### ASSIGNED TASK A:
In the drum feature description, what was used as a reference to build the physical modeling process for tom dampening?
### ASSIGNED TASK B:
Continue the drum feature description from its last line, "Customizable to any hardware, any workflow."

### EXCERPTED TEXT:
- - - - -

Hi-hat/cymbals: A variable choke speed function is offered, which allows the user to independently set the cut-off speed of cymbals being choked by hand, or the speed with which open hi-hats are choked by closed hi-hats.

Toms/cymbals: A moongel function is offered, giving the ability to deaden toms and cymbals to taste as though you were adding moongel. Samples of undampened and fully dampened toms were used as a reference to create a physical modeling process, whereby the dampening could be simulated in a way that lets the user set any decay characteristic they want independently for each tom drum. The same process was applied to cymbals, and a technique that lets the user do targeted overtone reduction was developed to remove ringing without affecting the decay curve of the sample.

Customizable to any hardware, any workflow.

- - - - -

(Stored items)
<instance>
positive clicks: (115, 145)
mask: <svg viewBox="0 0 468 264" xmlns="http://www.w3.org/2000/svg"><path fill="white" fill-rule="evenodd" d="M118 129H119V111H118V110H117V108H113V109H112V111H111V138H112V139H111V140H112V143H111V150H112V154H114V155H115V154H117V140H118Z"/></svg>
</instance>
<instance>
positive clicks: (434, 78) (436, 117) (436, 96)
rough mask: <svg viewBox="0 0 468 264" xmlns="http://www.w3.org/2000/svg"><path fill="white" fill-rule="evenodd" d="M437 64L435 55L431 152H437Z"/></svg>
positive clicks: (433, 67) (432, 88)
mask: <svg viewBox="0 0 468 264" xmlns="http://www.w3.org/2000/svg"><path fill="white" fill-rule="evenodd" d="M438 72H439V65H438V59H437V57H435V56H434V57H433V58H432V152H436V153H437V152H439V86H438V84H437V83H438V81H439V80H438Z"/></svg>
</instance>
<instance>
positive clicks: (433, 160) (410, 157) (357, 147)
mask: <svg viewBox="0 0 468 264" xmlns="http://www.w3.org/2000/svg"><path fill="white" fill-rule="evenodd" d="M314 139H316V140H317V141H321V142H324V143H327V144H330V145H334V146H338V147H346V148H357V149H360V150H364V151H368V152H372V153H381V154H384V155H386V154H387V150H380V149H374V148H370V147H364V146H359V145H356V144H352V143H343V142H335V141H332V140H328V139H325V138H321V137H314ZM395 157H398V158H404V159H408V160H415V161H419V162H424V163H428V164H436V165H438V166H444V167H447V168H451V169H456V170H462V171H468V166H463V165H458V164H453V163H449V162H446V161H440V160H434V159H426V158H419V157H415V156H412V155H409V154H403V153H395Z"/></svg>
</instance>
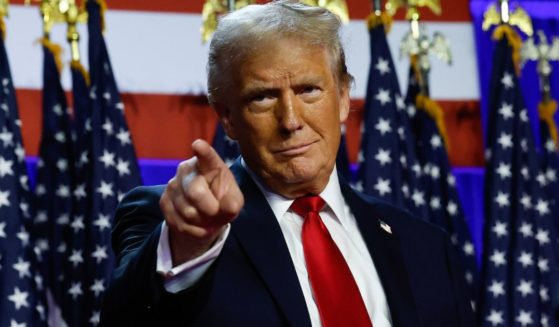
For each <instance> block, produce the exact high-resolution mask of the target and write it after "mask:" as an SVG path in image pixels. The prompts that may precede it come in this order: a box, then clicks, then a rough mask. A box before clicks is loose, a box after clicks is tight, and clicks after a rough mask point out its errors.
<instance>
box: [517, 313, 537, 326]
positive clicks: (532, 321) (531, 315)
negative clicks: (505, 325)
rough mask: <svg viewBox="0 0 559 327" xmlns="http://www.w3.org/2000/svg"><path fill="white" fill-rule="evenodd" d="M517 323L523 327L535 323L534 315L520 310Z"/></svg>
mask: <svg viewBox="0 0 559 327" xmlns="http://www.w3.org/2000/svg"><path fill="white" fill-rule="evenodd" d="M516 321H518V322H519V323H520V324H521V325H522V327H524V326H527V325H531V324H532V323H534V321H533V320H532V314H531V313H530V312H528V311H524V310H520V313H519V314H518V316H516Z"/></svg>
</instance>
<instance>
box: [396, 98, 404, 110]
mask: <svg viewBox="0 0 559 327" xmlns="http://www.w3.org/2000/svg"><path fill="white" fill-rule="evenodd" d="M396 108H397V109H398V111H401V110H405V109H406V101H404V97H402V96H401V95H400V94H396Z"/></svg>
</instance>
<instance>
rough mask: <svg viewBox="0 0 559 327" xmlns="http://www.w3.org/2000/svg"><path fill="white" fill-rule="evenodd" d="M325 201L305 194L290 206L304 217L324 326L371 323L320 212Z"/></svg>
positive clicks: (311, 268) (361, 325) (368, 325)
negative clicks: (308, 195)
mask: <svg viewBox="0 0 559 327" xmlns="http://www.w3.org/2000/svg"><path fill="white" fill-rule="evenodd" d="M324 204H325V202H324V200H322V198H320V197H319V196H306V197H302V198H298V199H296V200H295V201H294V202H293V204H292V205H291V209H293V211H295V212H296V213H297V214H298V215H300V216H302V217H304V218H305V222H304V223H303V232H302V239H303V251H304V253H305V262H306V263H307V271H308V274H309V280H310V283H311V285H312V290H313V295H314V300H315V302H316V305H317V307H318V312H319V314H320V320H321V321H322V326H324V327H341V326H344V327H345V326H352V327H361V326H372V323H371V320H370V319H369V314H368V313H367V309H366V308H365V304H364V303H363V299H362V298H361V294H360V293H359V289H358V288H357V284H356V283H355V280H354V279H353V275H352V274H351V271H350V270H349V267H348V266H347V263H346V262H345V260H344V257H343V256H342V253H341V252H340V250H339V249H338V247H337V246H336V243H334V240H332V237H331V236H330V233H328V229H326V226H325V225H324V223H323V222H322V219H321V218H320V216H319V214H318V213H319V211H320V210H321V209H322V208H323V207H324Z"/></svg>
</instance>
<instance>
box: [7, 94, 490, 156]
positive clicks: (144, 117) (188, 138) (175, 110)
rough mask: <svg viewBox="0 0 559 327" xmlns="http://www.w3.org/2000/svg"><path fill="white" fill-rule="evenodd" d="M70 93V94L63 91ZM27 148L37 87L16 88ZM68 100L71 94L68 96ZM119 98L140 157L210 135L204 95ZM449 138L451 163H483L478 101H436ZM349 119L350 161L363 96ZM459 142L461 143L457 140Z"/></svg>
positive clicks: (208, 119) (127, 94)
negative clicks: (458, 145)
mask: <svg viewBox="0 0 559 327" xmlns="http://www.w3.org/2000/svg"><path fill="white" fill-rule="evenodd" d="M67 95H68V97H70V94H67ZM17 97H18V102H19V107H20V115H21V119H22V122H23V138H24V146H25V149H26V152H27V154H29V155H37V153H38V148H39V142H40V137H41V119H42V115H41V111H40V110H37V108H41V91H40V90H36V89H18V90H17ZM70 100H71V99H70ZM122 100H123V102H124V105H125V108H126V118H127V120H128V125H129V127H130V132H131V134H132V138H133V139H134V144H135V146H136V153H137V155H138V156H139V157H141V158H167V159H173V158H187V157H189V156H191V155H192V153H191V151H190V144H192V142H193V141H194V140H195V139H197V138H203V139H206V140H210V141H211V139H212V138H213V133H214V129H215V124H216V122H217V118H216V115H215V113H214V112H213V110H212V109H211V108H210V107H209V105H208V103H207V101H206V98H205V97H203V96H189V95H178V94H177V95H169V94H165V95H163V94H140V93H124V94H122ZM439 103H440V104H441V106H442V107H443V109H444V111H445V113H446V115H445V124H446V127H447V128H446V129H447V132H448V134H449V138H450V146H451V149H450V160H451V163H452V164H453V165H454V166H483V144H482V138H481V136H482V131H481V116H480V109H479V102H478V101H468V100H464V101H439ZM351 108H352V110H351V112H350V116H349V119H348V121H347V129H346V133H347V137H346V140H347V149H348V153H349V157H350V161H352V162H356V161H357V153H358V152H359V144H360V142H361V140H360V139H361V135H360V131H359V128H360V125H361V120H362V119H363V100H352V104H351ZM458 144H460V149H458V147H457V146H453V145H458Z"/></svg>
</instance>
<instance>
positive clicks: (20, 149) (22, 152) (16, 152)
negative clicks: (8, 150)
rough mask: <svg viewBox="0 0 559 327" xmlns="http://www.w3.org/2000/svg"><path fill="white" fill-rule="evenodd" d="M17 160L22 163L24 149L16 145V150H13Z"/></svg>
mask: <svg viewBox="0 0 559 327" xmlns="http://www.w3.org/2000/svg"><path fill="white" fill-rule="evenodd" d="M14 152H15V154H16V157H17V160H19V162H23V160H24V159H25V149H23V146H22V145H21V144H20V143H18V144H17V145H16V149H15V150H14Z"/></svg>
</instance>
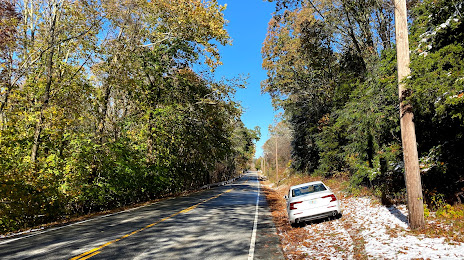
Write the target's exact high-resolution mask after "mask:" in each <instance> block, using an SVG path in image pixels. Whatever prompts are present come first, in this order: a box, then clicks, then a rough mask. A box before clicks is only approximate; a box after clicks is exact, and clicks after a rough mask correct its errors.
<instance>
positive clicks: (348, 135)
mask: <svg viewBox="0 0 464 260" xmlns="http://www.w3.org/2000/svg"><path fill="white" fill-rule="evenodd" d="M269 2H274V3H275V4H276V11H275V13H274V15H273V18H272V19H271V21H270V22H269V25H268V32H267V37H266V39H265V41H264V43H263V47H262V56H263V68H264V69H265V70H266V71H267V79H266V80H264V81H263V82H262V84H261V88H262V91H263V93H268V94H270V95H271V97H272V101H273V105H274V107H275V108H276V109H282V110H283V111H284V112H283V115H282V121H281V122H279V123H277V124H275V125H273V126H270V130H271V133H272V137H271V138H270V139H269V140H267V142H266V143H265V145H264V146H263V149H264V156H263V157H261V158H259V159H258V162H257V165H258V166H259V167H260V168H261V167H262V166H264V167H266V168H267V170H268V171H270V172H271V175H272V176H273V178H275V176H276V175H277V176H279V175H280V176H281V178H282V176H285V175H286V174H287V175H288V174H291V173H295V172H296V173H300V174H301V173H302V174H314V175H317V176H322V177H336V176H344V177H346V178H348V179H349V182H350V185H351V189H353V190H355V189H358V188H359V187H367V188H369V189H372V190H373V191H374V194H375V195H377V196H378V197H379V198H382V201H384V202H387V203H392V202H395V201H404V199H405V192H406V191H405V180H404V163H403V154H402V144H401V134H400V122H399V121H400V120H399V117H400V112H399V104H400V101H399V98H398V79H397V78H398V77H397V67H396V64H397V62H396V59H397V58H396V46H395V23H394V6H393V1H388V0H356V1H351V0H334V1H327V0H318V1H316V0H269ZM407 5H408V6H407V8H408V21H409V50H410V56H411V63H410V69H411V74H410V76H409V77H408V78H407V79H406V80H405V82H404V83H405V84H406V86H407V92H408V94H409V97H408V98H407V99H406V100H405V102H407V103H408V104H409V105H411V107H412V110H413V113H414V123H415V131H416V136H417V145H418V153H419V164H420V175H421V179H422V188H423V194H424V201H425V203H426V204H427V206H428V207H429V208H431V209H434V208H435V209H436V208H437V207H441V206H443V205H445V203H462V202H463V200H464V171H463V167H462V162H463V161H464V45H463V44H464V23H463V20H462V18H463V16H462V15H463V13H464V2H463V1H461V0H414V1H407ZM278 147H280V149H278ZM276 157H277V159H276ZM261 161H263V162H264V163H261ZM284 169H285V171H284ZM276 173H277V174H276ZM277 181H278V179H277Z"/></svg>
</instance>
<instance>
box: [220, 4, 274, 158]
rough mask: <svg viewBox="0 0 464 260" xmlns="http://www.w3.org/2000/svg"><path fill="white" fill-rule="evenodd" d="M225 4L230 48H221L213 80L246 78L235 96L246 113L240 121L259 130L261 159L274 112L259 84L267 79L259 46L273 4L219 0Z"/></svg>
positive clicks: (262, 35) (257, 145)
mask: <svg viewBox="0 0 464 260" xmlns="http://www.w3.org/2000/svg"><path fill="white" fill-rule="evenodd" d="M218 2H219V3H220V4H221V5H224V4H227V9H226V10H225V11H224V16H225V18H226V19H227V20H228V21H229V23H228V25H227V26H226V29H227V31H228V32H229V35H230V37H231V38H232V39H233V44H232V46H224V47H222V46H221V47H220V53H221V61H222V62H223V64H224V65H222V66H220V67H219V68H218V69H216V72H215V74H216V78H218V79H220V78H221V77H226V78H233V77H236V76H238V75H240V74H242V75H249V78H248V80H247V82H248V85H247V88H246V89H239V90H238V91H237V93H236V95H235V98H236V100H238V101H240V102H241V105H242V107H243V108H244V110H245V112H244V114H243V115H242V121H243V123H244V124H245V126H246V127H247V128H251V129H253V128H254V127H255V126H259V127H261V139H260V140H259V141H258V142H257V144H256V157H259V156H261V155H262V151H263V150H262V146H263V144H264V142H265V141H266V140H267V139H269V133H268V127H269V125H270V124H274V120H275V117H274V115H275V114H276V112H275V111H274V109H273V107H272V105H271V98H270V96H269V95H268V94H261V86H260V83H261V81H262V80H264V79H266V71H264V70H263V69H262V67H261V63H262V58H261V46H262V43H263V41H264V39H265V37H266V32H267V24H268V22H269V20H270V19H271V17H272V12H274V10H275V9H274V4H273V3H269V2H265V1H263V0H219V1H218Z"/></svg>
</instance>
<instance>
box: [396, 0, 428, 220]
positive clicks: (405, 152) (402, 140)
mask: <svg viewBox="0 0 464 260" xmlns="http://www.w3.org/2000/svg"><path fill="white" fill-rule="evenodd" d="M395 28H396V51H397V58H398V83H399V84H398V90H399V98H400V124H401V140H402V142H403V158H404V170H405V180H406V191H407V196H408V211H409V227H410V228H411V229H417V228H421V227H423V226H424V225H425V221H424V203H423V196H422V184H421V177H420V169H419V159H418V153H417V144H416V131H415V127H414V122H413V118H414V114H413V112H412V107H411V105H409V104H407V103H406V102H405V99H406V98H407V97H408V96H409V91H408V90H407V89H406V88H405V84H404V83H403V82H402V81H403V79H405V78H406V77H407V76H409V74H410V70H409V41H408V19H407V10H406V0H395Z"/></svg>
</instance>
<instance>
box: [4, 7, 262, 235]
mask: <svg viewBox="0 0 464 260" xmlns="http://www.w3.org/2000/svg"><path fill="white" fill-rule="evenodd" d="M224 8H225V6H221V5H219V4H218V2H217V1H216V0H209V1H201V0H182V1H175V0H157V1H136V0H128V1H119V0H108V1H99V0H79V1H68V0H21V1H14V0H0V64H1V65H0V102H1V103H0V187H1V189H0V232H1V233H4V232H9V231H14V230H18V229H22V228H26V227H31V226H37V225H40V224H43V223H47V222H51V221H59V220H61V219H66V218H68V217H70V216H76V215H82V214H87V213H91V212H95V211H100V210H106V209H111V208H116V207H121V206H125V205H128V204H131V203H137V202H141V201H149V200H152V199H156V198H160V197H163V196H166V195H172V194H179V193H181V192H184V191H189V190H195V189H198V188H199V187H201V186H202V185H205V184H208V183H213V182H218V181H223V180H227V179H230V178H232V177H235V176H237V175H238V174H239V172H240V171H242V170H243V169H245V168H246V167H247V163H248V162H249V161H250V159H251V158H252V157H253V154H254V149H255V148H254V141H256V140H257V139H259V135H260V133H259V129H258V128H256V129H248V128H246V127H245V126H244V124H243V122H242V121H241V120H240V116H241V114H242V108H241V107H240V105H239V104H238V102H236V101H235V100H234V93H235V90H236V89H237V88H242V87H244V85H245V84H246V82H245V80H244V79H242V78H239V77H237V78H232V79H221V80H217V79H215V78H214V75H213V72H214V70H215V68H216V67H217V66H218V65H220V64H221V60H220V54H219V51H218V46H219V45H229V44H230V37H229V35H228V33H227V31H226V30H225V23H226V21H225V19H224V16H223V10H224Z"/></svg>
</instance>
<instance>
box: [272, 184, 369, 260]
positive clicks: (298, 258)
mask: <svg viewBox="0 0 464 260" xmlns="http://www.w3.org/2000/svg"><path fill="white" fill-rule="evenodd" d="M318 180H321V178H319V177H314V176H308V175H294V176H289V177H287V178H285V180H284V181H281V182H280V185H279V186H278V187H273V188H270V186H273V185H272V184H271V183H270V182H269V181H265V182H264V184H265V185H263V187H264V188H263V190H264V193H265V194H266V199H267V202H268V205H269V208H270V210H271V214H272V216H273V219H274V223H275V226H276V228H277V232H278V234H279V238H280V241H281V245H282V247H283V249H284V250H283V251H284V255H285V257H286V258H287V259H315V256H310V255H308V253H307V252H302V251H301V250H299V244H300V243H302V245H305V243H306V244H307V243H308V242H305V241H307V240H311V239H313V236H312V234H310V233H309V232H308V231H307V230H306V229H305V228H304V227H295V228H294V227H292V226H291V225H290V224H289V222H288V216H287V209H286V200H285V199H284V196H285V195H286V194H287V193H288V189H289V187H290V186H292V185H296V184H300V183H305V182H311V181H318ZM322 181H323V182H324V183H325V184H327V185H328V186H329V187H330V188H331V189H332V190H333V191H334V192H335V193H336V195H337V196H338V197H339V196H342V195H341V194H340V193H341V191H342V190H345V189H346V188H347V187H348V181H347V179H346V178H344V177H343V176H337V177H336V178H331V179H322ZM343 196H344V195H343ZM342 225H348V223H347V222H342ZM351 230H353V229H351ZM357 233H358V232H357V231H356V230H353V232H349V235H350V237H351V238H352V240H353V241H354V245H353V250H354V251H353V256H354V258H355V259H367V257H366V253H365V251H364V241H363V239H361V238H360V237H358V236H357ZM329 235H330V234H329ZM333 247H334V250H336V251H338V252H340V253H341V254H344V253H345V251H346V249H345V248H341V247H339V246H337V245H333ZM320 257H322V259H324V258H327V259H328V258H330V256H328V255H327V256H322V255H318V256H317V258H318V259H319V258H320Z"/></svg>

- - - - -

### WRITTEN RESPONSE A:
Samples of undampened and fully dampened toms were used as the reference.

### WRITTEN RESPONSE B:
Per-channel velocity curvesOver the course of development for Ethereal Drums, various electronic drum kits were tested- some of which had limited options in terms of setting the dynamic sensitivity of the playheads, and performances could become become either dynamically-inconsistent (encompassing a too-wide range of MIDI velocity values) or overly-consistent (almost all MIDI data resulting in velocity 127 coming in). To compensate, per-drum sensitivity can be set and saved from within Kontakt, allowing the user to match their drum sound to their playstyle.

Custom MIDI Mapping: All 31 drum articulations in Ethereal Drums can be assigned to any MIDI value. The default mapping follows the General MIDI Percussion key map, with mappings for Superior Drummer, Addictive Drums, and BFD3 also offered. This allows Ethereal Drums to work seamlessly with existing arrangements and MIDI files written for other software. Custom user mapping can be saved from within Kontakt as well.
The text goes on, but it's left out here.